→ Written request
Number each line of the listing below as a list, leaving out the blank lines.

→ Task data
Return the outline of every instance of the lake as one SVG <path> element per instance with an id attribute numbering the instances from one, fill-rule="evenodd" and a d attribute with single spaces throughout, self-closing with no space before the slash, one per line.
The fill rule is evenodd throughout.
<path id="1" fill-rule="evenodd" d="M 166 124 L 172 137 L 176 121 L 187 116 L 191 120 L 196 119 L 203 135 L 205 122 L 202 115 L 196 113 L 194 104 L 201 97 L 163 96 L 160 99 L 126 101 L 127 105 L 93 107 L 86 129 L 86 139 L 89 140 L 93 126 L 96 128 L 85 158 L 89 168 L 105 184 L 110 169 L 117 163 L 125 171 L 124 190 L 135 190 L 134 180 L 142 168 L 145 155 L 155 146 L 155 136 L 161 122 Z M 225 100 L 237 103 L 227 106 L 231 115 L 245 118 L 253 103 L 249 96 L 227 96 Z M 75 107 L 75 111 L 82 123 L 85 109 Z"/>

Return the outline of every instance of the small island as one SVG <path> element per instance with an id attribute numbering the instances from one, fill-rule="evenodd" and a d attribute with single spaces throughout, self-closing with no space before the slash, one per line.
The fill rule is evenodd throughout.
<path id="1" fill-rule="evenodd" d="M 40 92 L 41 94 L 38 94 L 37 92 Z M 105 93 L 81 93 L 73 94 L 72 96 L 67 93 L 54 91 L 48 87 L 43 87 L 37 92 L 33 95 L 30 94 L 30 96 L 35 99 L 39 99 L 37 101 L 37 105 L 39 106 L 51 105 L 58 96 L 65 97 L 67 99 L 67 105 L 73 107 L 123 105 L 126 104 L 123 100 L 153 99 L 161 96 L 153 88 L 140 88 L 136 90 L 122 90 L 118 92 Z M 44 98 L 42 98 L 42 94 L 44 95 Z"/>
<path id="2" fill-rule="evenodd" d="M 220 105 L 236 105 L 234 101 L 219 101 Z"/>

→ Output of the task
1. Return the outline of every instance of the lake as one SVG <path> element per instance with an id attribute numbering the instances from one, fill-rule="evenodd" and a d attribute with single spaces throughout, self-closing with no space before the slash, one per line.
2. The fill rule is evenodd throughout.
3. <path id="1" fill-rule="evenodd" d="M 166 124 L 172 137 L 176 121 L 187 116 L 191 120 L 196 119 L 203 135 L 205 122 L 202 115 L 196 113 L 194 104 L 201 97 L 163 96 L 160 99 L 126 101 L 127 105 L 93 107 L 86 129 L 86 139 L 89 140 L 93 126 L 96 128 L 85 158 L 89 168 L 105 184 L 110 169 L 117 163 L 125 171 L 124 190 L 135 190 L 134 180 L 142 168 L 145 155 L 155 146 L 155 136 L 161 122 Z M 225 100 L 237 103 L 227 106 L 231 115 L 245 118 L 253 103 L 249 96 L 227 96 Z M 75 107 L 75 111 L 82 123 L 85 109 Z"/>
4. Return the outline of every instance of the small island as one SVG <path> element per instance with an id attribute numbering the instances from one, fill-rule="evenodd" and a d attribute with single spaces throughout, self-closing with no space before the slash, one per line.
5. The fill rule is evenodd throughout.
6. <path id="1" fill-rule="evenodd" d="M 40 92 L 41 94 L 38 94 L 37 92 Z M 105 93 L 81 93 L 73 94 L 72 96 L 67 93 L 54 91 L 48 87 L 43 87 L 37 92 L 33 95 L 30 94 L 30 96 L 35 99 L 39 99 L 37 101 L 37 105 L 39 106 L 51 105 L 58 96 L 65 97 L 67 99 L 67 105 L 73 107 L 123 105 L 126 104 L 123 100 L 153 99 L 161 96 L 153 88 L 140 88 L 136 90 L 122 90 L 118 92 Z M 44 98 L 42 98 L 42 94 L 44 95 Z"/>
7. <path id="2" fill-rule="evenodd" d="M 220 105 L 236 105 L 234 101 L 219 101 Z"/>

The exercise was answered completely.